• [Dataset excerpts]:
━━━━━━━━━━

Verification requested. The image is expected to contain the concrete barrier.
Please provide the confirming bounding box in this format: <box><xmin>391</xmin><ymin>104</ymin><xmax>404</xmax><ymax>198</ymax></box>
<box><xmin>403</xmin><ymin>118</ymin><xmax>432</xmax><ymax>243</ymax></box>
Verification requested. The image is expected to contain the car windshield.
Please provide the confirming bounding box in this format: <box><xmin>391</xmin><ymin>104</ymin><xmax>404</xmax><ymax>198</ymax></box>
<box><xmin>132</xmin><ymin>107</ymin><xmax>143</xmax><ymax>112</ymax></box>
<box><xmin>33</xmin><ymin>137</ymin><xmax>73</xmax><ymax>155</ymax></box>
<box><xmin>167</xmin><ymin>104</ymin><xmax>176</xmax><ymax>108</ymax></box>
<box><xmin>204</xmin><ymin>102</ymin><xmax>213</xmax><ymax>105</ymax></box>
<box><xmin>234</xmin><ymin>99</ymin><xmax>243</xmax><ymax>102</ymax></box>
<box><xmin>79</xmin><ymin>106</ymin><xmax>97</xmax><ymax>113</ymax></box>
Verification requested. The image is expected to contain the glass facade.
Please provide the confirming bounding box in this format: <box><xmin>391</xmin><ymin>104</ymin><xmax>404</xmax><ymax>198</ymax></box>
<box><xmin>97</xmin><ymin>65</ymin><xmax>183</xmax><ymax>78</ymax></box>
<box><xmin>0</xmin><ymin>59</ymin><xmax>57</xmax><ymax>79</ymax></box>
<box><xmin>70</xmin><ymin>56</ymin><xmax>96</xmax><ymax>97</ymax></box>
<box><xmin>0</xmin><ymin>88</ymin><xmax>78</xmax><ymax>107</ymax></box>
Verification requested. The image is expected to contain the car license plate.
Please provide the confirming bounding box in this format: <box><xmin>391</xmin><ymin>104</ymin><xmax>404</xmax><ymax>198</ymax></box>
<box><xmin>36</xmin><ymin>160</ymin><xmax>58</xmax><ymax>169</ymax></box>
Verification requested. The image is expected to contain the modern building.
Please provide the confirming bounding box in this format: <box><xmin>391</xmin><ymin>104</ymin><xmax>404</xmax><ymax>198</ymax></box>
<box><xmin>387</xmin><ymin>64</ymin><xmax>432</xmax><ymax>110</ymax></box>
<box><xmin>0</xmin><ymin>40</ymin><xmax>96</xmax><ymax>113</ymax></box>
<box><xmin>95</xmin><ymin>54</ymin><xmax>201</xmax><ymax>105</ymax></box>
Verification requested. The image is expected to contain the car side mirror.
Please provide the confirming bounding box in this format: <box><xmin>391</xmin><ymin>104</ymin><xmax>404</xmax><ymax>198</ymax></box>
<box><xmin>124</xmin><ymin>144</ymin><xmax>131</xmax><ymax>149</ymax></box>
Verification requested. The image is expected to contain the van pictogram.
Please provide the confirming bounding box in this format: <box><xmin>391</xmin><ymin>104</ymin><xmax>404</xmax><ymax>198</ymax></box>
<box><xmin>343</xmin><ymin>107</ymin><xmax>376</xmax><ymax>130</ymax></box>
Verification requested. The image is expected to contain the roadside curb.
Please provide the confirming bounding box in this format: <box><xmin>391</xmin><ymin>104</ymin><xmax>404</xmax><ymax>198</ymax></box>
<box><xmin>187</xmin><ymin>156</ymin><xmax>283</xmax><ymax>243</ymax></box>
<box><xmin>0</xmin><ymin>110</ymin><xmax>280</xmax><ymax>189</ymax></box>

━━━━━━━━━━

• [Exercise]: When you output the entries, keep every word exactly as it stands.

• [Final answer]:
Verification requested. The image is expected to contain the concrete barrier.
Please provide the confirming bounding box in this format: <box><xmin>391</xmin><ymin>104</ymin><xmax>404</xmax><ymax>198</ymax></box>
<box><xmin>403</xmin><ymin>118</ymin><xmax>432</xmax><ymax>243</ymax></box>
Verification requested. The image is expected to contain the car windshield.
Please provide the confirming bounding box in this format: <box><xmin>391</xmin><ymin>104</ymin><xmax>404</xmax><ymax>198</ymax></box>
<box><xmin>132</xmin><ymin>107</ymin><xmax>143</xmax><ymax>112</ymax></box>
<box><xmin>33</xmin><ymin>137</ymin><xmax>73</xmax><ymax>155</ymax></box>
<box><xmin>167</xmin><ymin>104</ymin><xmax>176</xmax><ymax>108</ymax></box>
<box><xmin>204</xmin><ymin>102</ymin><xmax>213</xmax><ymax>105</ymax></box>
<box><xmin>234</xmin><ymin>99</ymin><xmax>243</xmax><ymax>102</ymax></box>
<box><xmin>79</xmin><ymin>106</ymin><xmax>97</xmax><ymax>113</ymax></box>
Verification requested. The image is expected to contain the glass facade.
Please provide the confirming bounding box in this format: <box><xmin>391</xmin><ymin>104</ymin><xmax>404</xmax><ymax>198</ymax></box>
<box><xmin>97</xmin><ymin>65</ymin><xmax>183</xmax><ymax>78</ymax></box>
<box><xmin>0</xmin><ymin>59</ymin><xmax>57</xmax><ymax>79</ymax></box>
<box><xmin>70</xmin><ymin>56</ymin><xmax>96</xmax><ymax>97</ymax></box>
<box><xmin>0</xmin><ymin>88</ymin><xmax>78</xmax><ymax>107</ymax></box>
Verification requested. The image is expected to contain the car license plate.
Please provide the confirming bounding box in this format: <box><xmin>391</xmin><ymin>104</ymin><xmax>404</xmax><ymax>198</ymax></box>
<box><xmin>36</xmin><ymin>160</ymin><xmax>58</xmax><ymax>169</ymax></box>
Verification requested. The image is expected to contain the modern building.
Please provide the confirming bounding box in this format: <box><xmin>391</xmin><ymin>104</ymin><xmax>404</xmax><ymax>198</ymax></box>
<box><xmin>387</xmin><ymin>64</ymin><xmax>432</xmax><ymax>110</ymax></box>
<box><xmin>0</xmin><ymin>40</ymin><xmax>96</xmax><ymax>113</ymax></box>
<box><xmin>95</xmin><ymin>54</ymin><xmax>201</xmax><ymax>105</ymax></box>
Verification requested. The image is expected to contain the car side mirror.
Please provide the confirming bounding box in this format: <box><xmin>391</xmin><ymin>104</ymin><xmax>404</xmax><ymax>198</ymax></box>
<box><xmin>124</xmin><ymin>144</ymin><xmax>131</xmax><ymax>149</ymax></box>
Verification requested. The image is expected to contain the van pictogram.
Please provide the confirming bounding box in this format: <box><xmin>391</xmin><ymin>104</ymin><xmax>404</xmax><ymax>198</ymax></box>
<box><xmin>343</xmin><ymin>107</ymin><xmax>376</xmax><ymax>130</ymax></box>
Verification requested. The image is expected to contain the roadside curb.
Please provide the confirming bounding box in this format: <box><xmin>391</xmin><ymin>104</ymin><xmax>404</xmax><ymax>198</ymax></box>
<box><xmin>187</xmin><ymin>156</ymin><xmax>283</xmax><ymax>243</ymax></box>
<box><xmin>0</xmin><ymin>110</ymin><xmax>280</xmax><ymax>189</ymax></box>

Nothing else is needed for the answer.